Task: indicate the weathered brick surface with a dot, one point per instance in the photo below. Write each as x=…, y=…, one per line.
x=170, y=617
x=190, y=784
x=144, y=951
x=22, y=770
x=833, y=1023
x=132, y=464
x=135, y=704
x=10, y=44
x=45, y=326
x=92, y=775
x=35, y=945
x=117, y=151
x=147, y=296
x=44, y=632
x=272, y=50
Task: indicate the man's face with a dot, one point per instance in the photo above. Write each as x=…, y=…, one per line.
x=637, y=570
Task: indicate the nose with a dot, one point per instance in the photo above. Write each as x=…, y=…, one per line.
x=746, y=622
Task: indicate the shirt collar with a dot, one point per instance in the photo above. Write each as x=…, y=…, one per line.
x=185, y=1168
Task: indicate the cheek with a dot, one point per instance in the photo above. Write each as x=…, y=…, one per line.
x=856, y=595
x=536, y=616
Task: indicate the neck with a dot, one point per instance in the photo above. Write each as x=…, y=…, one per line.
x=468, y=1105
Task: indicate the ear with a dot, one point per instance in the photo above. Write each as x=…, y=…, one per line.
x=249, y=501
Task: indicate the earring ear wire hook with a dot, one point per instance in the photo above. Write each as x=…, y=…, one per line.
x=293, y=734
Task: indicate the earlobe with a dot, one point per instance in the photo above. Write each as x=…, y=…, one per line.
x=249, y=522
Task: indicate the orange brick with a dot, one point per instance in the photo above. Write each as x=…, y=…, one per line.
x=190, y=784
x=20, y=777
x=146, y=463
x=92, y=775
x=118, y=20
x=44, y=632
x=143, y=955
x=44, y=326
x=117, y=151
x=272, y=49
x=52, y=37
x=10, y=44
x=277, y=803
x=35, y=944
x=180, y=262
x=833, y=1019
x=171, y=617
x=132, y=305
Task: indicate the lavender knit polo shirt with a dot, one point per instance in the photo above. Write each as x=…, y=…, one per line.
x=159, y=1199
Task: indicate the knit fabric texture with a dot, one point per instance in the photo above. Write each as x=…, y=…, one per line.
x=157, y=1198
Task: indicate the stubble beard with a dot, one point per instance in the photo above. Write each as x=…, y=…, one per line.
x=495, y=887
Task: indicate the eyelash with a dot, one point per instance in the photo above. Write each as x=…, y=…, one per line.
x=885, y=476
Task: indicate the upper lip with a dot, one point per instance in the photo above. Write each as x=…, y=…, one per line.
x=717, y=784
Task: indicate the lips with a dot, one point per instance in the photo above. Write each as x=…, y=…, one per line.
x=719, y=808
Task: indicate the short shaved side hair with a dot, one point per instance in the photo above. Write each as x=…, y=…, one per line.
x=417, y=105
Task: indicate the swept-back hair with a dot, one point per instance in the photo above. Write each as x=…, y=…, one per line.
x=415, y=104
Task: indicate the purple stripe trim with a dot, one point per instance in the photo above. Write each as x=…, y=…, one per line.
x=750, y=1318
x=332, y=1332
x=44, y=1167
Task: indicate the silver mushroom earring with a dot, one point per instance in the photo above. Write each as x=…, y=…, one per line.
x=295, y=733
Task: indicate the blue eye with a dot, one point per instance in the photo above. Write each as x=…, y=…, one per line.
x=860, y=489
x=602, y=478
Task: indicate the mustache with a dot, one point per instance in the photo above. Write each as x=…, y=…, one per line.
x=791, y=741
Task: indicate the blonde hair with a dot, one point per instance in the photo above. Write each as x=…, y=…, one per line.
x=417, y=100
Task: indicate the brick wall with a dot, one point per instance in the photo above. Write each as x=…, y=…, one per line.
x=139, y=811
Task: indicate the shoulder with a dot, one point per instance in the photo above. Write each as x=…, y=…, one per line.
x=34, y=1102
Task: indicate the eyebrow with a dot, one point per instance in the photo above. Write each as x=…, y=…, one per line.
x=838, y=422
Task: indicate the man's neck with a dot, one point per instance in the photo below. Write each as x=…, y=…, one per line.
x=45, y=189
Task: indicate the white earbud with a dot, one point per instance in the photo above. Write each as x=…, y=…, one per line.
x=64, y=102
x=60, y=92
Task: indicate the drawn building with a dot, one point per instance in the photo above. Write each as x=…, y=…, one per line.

-.-.-

**Instructions to follow:** Copy all of the records above verbatim, one line at a time.

**Written response:**
Task: indicate the weathered brick surface with a dot, one point per instance in the photo below. Write each as x=…, y=…, one per line.
x=170, y=617
x=190, y=784
x=144, y=951
x=22, y=770
x=833, y=1023
x=132, y=464
x=135, y=704
x=10, y=44
x=45, y=326
x=92, y=775
x=35, y=945
x=117, y=151
x=147, y=296
x=44, y=632
x=272, y=50
Task: indicate the man's face with a dot, one point per instance in the photo above. Write each as x=…, y=…, one per line.
x=637, y=570
Task: indicate the nose with a dot, one point per instance in the photo above. Write each as x=…, y=…, one per line.
x=746, y=622
Task: indicate the shirt collar with a dot, one point per instance in the photo above. Write each as x=…, y=…, one per line.
x=185, y=1168
Task: indicate the cheek with a dot, one point per instance in the photo above. Write each as x=…, y=…, one per line.
x=856, y=595
x=536, y=616
Task: indicate the neck with a dot, one point per instance in the photo above. Write each as x=…, y=…, one per line.
x=468, y=1105
Task: indicate the ear with a dot, one point per instance in the photo above. Write each as x=…, y=…, one per line.
x=249, y=501
Task: indicate the earring ear wire hook with a dot, one point per instance in the photo above. Write each as x=…, y=…, one per line.
x=293, y=734
Task: indicate the earlobe with a dot, one point per instance in the photo above. Write each as x=…, y=…, one per line.
x=249, y=522
Task: indicate the orange brick with a dot, one point per instance in the photo above. Write each as x=…, y=…, one per line.
x=190, y=784
x=20, y=777
x=146, y=463
x=92, y=775
x=118, y=20
x=44, y=632
x=143, y=955
x=44, y=326
x=117, y=151
x=272, y=49
x=52, y=37
x=10, y=44
x=277, y=803
x=35, y=944
x=180, y=262
x=833, y=1019
x=171, y=617
x=132, y=305
Task: indicate the lavender knit polo shirt with a dot, one point per instance in the photo above. Write each as x=…, y=…, one per line.
x=159, y=1199
Task: indicate the knit fabric texture with a dot, one point per instance in the photo above. Write each as x=…, y=…, one per line.
x=157, y=1198
Task: indicate the stubble beard with a dot, one point per instance in the photo above. Write each as x=…, y=…, one per line.
x=495, y=887
Task: indicate the eyelash with a dot, one point per instance in the photo above. Write each as x=…, y=…, one per line.
x=885, y=476
Task: indicate the upper lip with a dot, one point per instance in the photo above. Write each as x=…, y=…, one per line.
x=717, y=784
Task: indicate the lips with a dot, one point per instance in the photo above. Write each as x=…, y=…, one per line.
x=719, y=808
Task: indicate the short shaved side hair with a dot, one point per instance in the photo above. Write each as x=…, y=…, one per line.
x=417, y=105
Task: indicate the swept-back hair with a dot, one point per instance in the photo above. Write each as x=…, y=…, one per line.
x=415, y=104
Task: indicate the purple stripe trim with a dot, one point per instance in the photo above. Write each as x=…, y=…, one per line.
x=750, y=1318
x=332, y=1332
x=44, y=1167
Task: indicate the silver mushroom earring with a dot, one point per instance in the photo above. Write each as x=…, y=…, one per line.
x=295, y=733
Task: indicate the blue eye with a dot, one point per instance in the photo above. Write each as x=…, y=…, one per line.
x=860, y=489
x=602, y=478
Task: indicate the mustache with a dot, one point per instance in the photo above. Write each as x=…, y=…, one per line.
x=791, y=741
Task: indicate the blonde hair with a dot, one point per instance in the photo above. Write each as x=…, y=…, one per line.
x=417, y=100
Task: indicate the brick wall with a dot, one point per instance in the photo above. Write each as x=…, y=…, one per line.
x=139, y=811
Task: indicate the shoulder with a dot, one point per instance in the photo above. Write each as x=…, y=…, one per line.
x=34, y=1102
Task: indicate the eyebrow with a dot, one point per instance in the photo above. Write each as x=…, y=…, one per line.
x=838, y=422
Task: indicate the man's neck with a dot, one point per instance in the photo below. Write each as x=…, y=…, one per line.
x=45, y=189
Task: indicate the white earbud with a dot, one point per instance in the photo above. Write each as x=…, y=…, one per line.
x=64, y=102
x=60, y=92
Task: indicate the drawn building with a dot, one point per instance in the photo above. Write each as x=…, y=…, one per line.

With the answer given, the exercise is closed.